MATERIALE DI LAVORO -
◇ ◇ ◇ ◇ ◇ ◇ ◇
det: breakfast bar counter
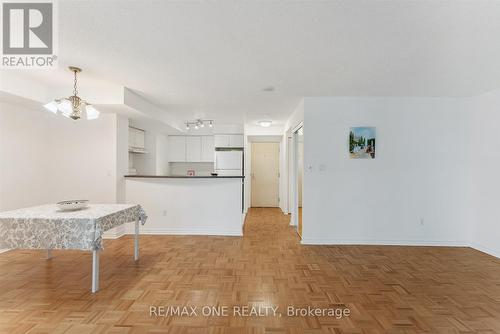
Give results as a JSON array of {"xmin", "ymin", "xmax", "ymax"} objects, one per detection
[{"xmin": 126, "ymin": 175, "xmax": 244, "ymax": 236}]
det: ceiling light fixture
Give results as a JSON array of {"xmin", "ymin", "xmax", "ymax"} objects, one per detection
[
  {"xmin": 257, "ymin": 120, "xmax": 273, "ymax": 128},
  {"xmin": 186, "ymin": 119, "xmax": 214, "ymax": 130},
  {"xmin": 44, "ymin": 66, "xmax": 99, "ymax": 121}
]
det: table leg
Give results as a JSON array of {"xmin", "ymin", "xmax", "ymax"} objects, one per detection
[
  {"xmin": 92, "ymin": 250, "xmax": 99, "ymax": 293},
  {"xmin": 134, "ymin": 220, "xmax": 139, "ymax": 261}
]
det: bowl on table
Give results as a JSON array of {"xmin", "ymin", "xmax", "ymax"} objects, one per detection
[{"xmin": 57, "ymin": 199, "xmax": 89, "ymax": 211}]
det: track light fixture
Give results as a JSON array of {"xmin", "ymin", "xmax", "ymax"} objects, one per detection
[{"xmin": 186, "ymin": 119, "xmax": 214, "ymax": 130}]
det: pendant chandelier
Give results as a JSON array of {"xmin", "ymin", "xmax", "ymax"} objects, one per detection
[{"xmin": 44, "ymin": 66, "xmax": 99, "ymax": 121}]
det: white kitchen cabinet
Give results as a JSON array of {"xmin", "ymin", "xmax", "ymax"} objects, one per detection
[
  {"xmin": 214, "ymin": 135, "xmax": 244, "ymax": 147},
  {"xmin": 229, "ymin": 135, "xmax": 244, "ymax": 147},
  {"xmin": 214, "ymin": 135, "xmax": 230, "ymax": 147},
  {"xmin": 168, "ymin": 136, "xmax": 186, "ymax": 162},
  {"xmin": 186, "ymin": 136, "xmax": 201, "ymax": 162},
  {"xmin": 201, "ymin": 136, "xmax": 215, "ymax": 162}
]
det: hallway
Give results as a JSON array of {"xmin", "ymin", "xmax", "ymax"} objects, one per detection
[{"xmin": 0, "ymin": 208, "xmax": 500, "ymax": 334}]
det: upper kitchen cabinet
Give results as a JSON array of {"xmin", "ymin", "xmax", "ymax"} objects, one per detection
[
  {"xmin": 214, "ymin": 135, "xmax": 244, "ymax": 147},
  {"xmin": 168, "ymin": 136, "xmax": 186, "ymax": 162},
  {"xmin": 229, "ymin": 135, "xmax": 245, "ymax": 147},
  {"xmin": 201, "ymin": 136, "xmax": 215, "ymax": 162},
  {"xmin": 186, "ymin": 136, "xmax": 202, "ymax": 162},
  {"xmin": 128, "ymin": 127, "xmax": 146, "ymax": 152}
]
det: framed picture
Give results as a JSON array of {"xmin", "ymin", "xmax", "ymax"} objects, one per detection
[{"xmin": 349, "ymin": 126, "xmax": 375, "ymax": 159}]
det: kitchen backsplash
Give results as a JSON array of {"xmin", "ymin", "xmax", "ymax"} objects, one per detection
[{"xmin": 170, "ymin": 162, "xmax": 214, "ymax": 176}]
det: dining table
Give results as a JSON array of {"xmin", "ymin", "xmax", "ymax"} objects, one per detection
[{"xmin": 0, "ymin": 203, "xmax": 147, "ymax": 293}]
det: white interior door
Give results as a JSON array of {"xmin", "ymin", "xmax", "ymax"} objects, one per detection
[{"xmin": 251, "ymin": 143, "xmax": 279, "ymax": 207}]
◇ ◇ ◇ ◇ ◇ ◇ ◇
REQUISITI - Puoi raccogliere tutte le righe dei record in cui compare la parola "table"? Maiuscole e minuscole contano.

RISPOSTA -
det: table leg
det: bowl on table
det: dining table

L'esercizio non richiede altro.